-- Start of Supplied information --

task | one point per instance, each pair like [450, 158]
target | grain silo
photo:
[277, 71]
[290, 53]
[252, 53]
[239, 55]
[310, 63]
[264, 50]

-- End of Supplied information --
-- Start of Supplied information --

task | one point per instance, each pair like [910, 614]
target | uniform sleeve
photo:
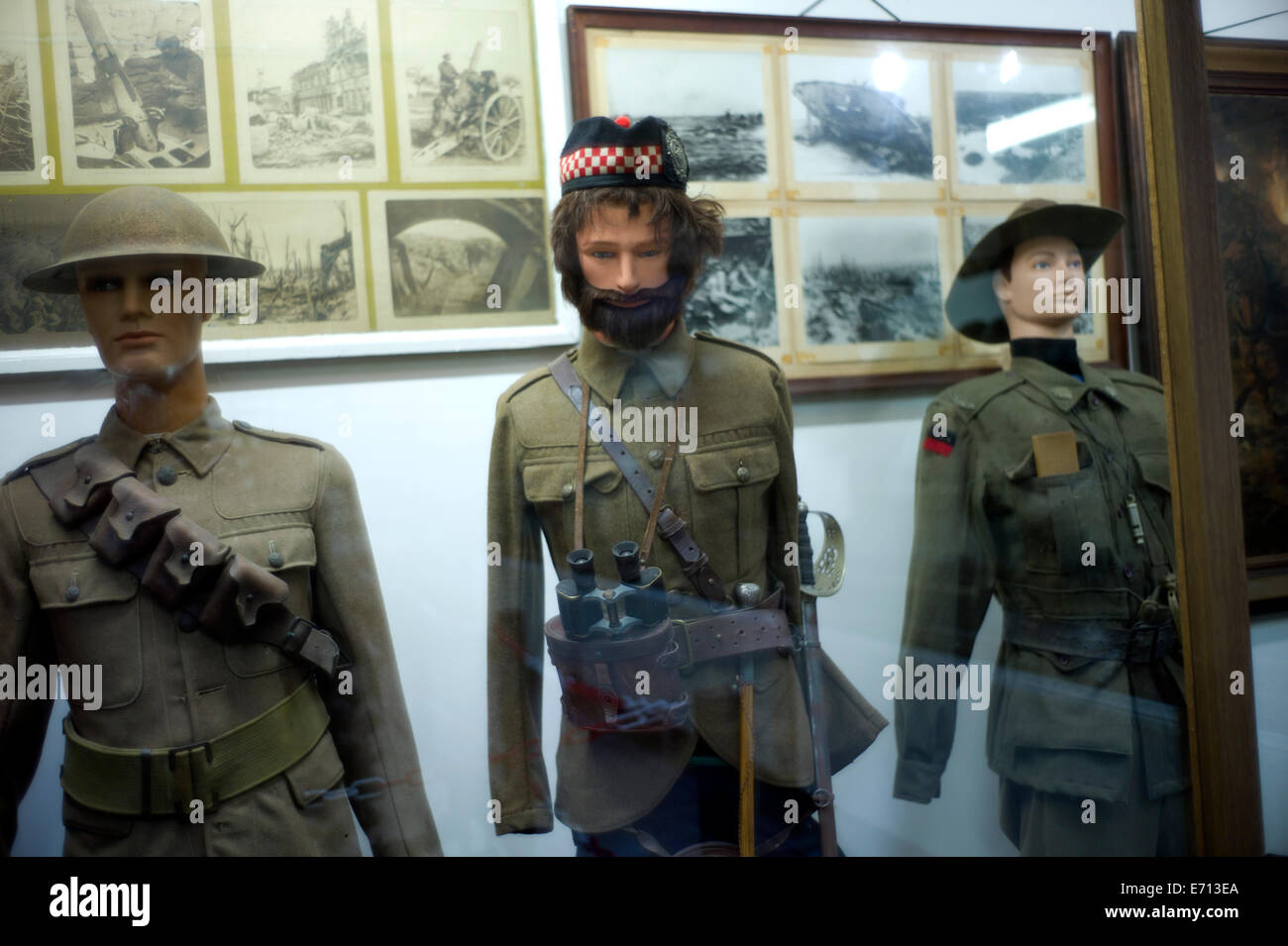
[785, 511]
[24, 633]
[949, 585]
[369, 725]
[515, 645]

-- End of Supplied information --

**Stated task**
Report each line of the records that contains the string "instance". Case counts.

**Solved exercise**
task | one point per instance, each pair like [450, 158]
task | one point per instance, each pair like [910, 614]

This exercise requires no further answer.